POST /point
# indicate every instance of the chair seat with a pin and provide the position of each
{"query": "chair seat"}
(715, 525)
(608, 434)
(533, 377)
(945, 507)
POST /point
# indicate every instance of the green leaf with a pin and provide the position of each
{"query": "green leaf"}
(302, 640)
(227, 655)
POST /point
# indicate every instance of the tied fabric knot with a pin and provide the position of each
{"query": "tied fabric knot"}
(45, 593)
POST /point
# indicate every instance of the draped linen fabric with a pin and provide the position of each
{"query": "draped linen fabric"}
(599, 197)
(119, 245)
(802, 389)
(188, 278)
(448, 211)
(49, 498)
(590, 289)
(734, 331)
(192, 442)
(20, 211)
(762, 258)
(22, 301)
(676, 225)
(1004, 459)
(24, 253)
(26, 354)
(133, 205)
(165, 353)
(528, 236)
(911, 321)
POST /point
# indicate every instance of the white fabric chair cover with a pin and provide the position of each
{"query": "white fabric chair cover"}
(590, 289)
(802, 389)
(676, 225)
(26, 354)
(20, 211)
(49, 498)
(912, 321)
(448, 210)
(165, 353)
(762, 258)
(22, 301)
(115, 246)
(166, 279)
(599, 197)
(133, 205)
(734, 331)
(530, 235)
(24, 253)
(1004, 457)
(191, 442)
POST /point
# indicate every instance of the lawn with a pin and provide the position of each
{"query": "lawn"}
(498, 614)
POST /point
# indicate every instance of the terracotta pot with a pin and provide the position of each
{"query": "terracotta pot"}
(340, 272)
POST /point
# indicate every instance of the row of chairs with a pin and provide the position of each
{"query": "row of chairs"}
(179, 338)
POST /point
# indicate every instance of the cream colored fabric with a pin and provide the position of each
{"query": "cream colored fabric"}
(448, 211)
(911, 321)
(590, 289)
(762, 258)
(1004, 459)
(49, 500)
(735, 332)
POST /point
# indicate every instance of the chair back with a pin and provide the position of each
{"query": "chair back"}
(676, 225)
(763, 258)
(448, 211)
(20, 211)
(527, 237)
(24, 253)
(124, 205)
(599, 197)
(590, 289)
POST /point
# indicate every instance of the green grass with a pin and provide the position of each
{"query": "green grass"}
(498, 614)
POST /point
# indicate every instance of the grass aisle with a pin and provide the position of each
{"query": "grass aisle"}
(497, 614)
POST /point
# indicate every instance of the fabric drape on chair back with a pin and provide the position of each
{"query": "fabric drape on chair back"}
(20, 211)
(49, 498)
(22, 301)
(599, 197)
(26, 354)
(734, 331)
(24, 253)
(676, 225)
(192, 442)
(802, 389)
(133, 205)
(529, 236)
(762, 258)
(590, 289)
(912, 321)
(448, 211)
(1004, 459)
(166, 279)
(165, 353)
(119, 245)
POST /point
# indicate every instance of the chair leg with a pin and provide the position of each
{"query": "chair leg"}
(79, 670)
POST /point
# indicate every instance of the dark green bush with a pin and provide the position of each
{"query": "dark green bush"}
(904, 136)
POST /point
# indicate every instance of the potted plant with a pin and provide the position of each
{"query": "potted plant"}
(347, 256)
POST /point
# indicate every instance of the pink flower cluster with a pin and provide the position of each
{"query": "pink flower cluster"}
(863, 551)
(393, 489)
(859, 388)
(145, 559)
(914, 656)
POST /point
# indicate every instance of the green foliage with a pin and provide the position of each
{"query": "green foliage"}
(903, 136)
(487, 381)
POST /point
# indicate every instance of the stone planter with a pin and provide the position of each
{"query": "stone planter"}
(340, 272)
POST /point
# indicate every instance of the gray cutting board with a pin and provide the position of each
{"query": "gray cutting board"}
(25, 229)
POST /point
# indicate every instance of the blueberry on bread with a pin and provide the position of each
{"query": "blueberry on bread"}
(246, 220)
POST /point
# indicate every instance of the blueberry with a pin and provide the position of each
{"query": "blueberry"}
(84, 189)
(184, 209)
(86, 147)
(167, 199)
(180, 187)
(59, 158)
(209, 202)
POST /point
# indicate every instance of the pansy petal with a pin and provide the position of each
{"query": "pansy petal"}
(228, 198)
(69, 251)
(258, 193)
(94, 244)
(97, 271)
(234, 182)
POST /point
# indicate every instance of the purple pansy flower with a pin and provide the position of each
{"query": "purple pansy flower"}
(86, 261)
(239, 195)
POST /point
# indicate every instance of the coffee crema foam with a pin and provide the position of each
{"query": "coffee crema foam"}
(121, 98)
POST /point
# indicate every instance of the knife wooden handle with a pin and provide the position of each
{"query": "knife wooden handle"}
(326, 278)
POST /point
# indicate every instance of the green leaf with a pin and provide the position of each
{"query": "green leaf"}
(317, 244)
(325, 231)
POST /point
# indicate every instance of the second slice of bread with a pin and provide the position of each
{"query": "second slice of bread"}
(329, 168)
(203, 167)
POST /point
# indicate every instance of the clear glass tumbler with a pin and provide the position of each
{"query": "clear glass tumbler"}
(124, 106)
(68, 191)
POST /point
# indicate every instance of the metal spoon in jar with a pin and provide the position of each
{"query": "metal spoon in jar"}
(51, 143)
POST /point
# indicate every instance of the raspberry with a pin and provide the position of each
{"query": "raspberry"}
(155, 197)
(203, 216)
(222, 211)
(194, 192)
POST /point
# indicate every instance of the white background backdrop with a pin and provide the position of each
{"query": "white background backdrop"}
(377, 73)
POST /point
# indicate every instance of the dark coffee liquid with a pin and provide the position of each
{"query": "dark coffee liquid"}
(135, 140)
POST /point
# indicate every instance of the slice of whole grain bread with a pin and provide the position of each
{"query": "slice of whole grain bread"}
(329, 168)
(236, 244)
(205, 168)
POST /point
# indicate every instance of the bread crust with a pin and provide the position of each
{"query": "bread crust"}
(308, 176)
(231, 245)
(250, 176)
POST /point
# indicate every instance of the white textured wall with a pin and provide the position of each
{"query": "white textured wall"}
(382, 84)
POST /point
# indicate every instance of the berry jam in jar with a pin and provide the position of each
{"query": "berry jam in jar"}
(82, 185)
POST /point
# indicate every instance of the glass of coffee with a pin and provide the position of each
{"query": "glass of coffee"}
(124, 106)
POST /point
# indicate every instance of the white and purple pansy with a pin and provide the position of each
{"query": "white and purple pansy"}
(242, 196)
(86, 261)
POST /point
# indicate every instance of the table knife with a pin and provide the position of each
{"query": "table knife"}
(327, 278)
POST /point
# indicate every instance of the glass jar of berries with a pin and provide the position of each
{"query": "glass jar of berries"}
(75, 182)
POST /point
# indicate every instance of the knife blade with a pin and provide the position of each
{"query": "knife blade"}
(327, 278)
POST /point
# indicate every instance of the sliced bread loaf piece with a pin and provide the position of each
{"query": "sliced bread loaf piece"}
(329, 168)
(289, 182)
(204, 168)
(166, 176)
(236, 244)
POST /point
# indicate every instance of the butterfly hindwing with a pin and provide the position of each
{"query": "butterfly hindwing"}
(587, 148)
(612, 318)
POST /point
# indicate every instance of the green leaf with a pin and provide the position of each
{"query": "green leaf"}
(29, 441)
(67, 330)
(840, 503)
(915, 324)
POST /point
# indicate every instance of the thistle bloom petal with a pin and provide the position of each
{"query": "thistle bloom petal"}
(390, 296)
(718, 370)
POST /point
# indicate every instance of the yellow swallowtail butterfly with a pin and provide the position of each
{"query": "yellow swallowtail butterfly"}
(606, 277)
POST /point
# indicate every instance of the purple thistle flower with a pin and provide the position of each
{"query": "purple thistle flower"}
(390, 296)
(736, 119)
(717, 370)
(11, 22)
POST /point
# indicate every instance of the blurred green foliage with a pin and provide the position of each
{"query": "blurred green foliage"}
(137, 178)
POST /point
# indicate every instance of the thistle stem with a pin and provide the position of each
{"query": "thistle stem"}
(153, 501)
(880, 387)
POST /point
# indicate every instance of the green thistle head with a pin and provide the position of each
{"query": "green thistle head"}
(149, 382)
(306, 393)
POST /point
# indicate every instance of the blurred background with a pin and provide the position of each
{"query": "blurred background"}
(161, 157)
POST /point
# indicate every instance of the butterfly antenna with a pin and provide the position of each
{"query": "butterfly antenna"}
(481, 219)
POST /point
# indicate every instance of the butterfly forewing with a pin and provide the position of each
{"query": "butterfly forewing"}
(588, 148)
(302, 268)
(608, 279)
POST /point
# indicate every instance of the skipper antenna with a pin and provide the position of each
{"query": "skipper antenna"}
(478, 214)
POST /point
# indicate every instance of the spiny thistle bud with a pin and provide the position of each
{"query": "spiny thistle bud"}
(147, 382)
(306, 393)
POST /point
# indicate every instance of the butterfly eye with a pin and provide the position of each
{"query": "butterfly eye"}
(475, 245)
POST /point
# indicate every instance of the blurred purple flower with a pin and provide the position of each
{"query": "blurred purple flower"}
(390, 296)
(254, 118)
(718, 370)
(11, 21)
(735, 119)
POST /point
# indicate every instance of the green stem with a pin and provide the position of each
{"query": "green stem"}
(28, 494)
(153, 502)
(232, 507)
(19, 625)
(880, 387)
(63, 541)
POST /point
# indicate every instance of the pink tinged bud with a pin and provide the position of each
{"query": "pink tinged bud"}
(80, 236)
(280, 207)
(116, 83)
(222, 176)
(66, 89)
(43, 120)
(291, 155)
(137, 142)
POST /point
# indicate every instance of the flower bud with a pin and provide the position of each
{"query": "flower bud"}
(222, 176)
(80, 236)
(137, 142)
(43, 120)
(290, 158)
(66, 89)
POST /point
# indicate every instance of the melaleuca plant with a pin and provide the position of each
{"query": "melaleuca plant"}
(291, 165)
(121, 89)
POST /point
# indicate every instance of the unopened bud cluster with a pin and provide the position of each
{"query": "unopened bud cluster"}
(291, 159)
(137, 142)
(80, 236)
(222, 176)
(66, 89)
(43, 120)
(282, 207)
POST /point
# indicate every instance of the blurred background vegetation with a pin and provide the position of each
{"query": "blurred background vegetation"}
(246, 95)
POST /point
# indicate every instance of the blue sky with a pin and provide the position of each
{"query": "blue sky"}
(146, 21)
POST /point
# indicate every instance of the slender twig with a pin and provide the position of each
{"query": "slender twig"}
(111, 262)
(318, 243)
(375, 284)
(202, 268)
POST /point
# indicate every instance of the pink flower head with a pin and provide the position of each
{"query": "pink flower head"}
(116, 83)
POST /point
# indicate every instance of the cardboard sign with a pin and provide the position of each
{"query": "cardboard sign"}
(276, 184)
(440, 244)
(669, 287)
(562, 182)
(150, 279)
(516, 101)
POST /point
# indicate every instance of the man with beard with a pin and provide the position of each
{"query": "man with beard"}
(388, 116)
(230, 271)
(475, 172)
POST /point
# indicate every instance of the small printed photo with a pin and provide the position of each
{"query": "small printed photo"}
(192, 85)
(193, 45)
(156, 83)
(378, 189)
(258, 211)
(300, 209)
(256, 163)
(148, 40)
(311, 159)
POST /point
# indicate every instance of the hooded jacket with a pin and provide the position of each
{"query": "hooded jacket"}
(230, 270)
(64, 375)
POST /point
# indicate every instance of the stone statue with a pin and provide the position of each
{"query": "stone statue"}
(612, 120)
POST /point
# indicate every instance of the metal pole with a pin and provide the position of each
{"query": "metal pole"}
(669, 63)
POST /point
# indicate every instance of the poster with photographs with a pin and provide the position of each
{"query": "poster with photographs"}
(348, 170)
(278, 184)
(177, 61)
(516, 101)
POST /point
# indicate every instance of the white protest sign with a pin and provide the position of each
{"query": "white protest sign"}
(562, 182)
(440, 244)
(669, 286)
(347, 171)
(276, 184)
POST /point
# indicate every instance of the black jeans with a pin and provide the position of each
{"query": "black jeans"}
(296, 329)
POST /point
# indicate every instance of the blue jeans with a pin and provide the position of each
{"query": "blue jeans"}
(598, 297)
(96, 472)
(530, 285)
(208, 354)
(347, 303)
----
Set problem -
Gather every line in the entries above that contains the word "textured" and list each one.

Exercise output -
# indicate every instance of the white textured wall with a pin and provide the position of each
{"query": "white textured wall"}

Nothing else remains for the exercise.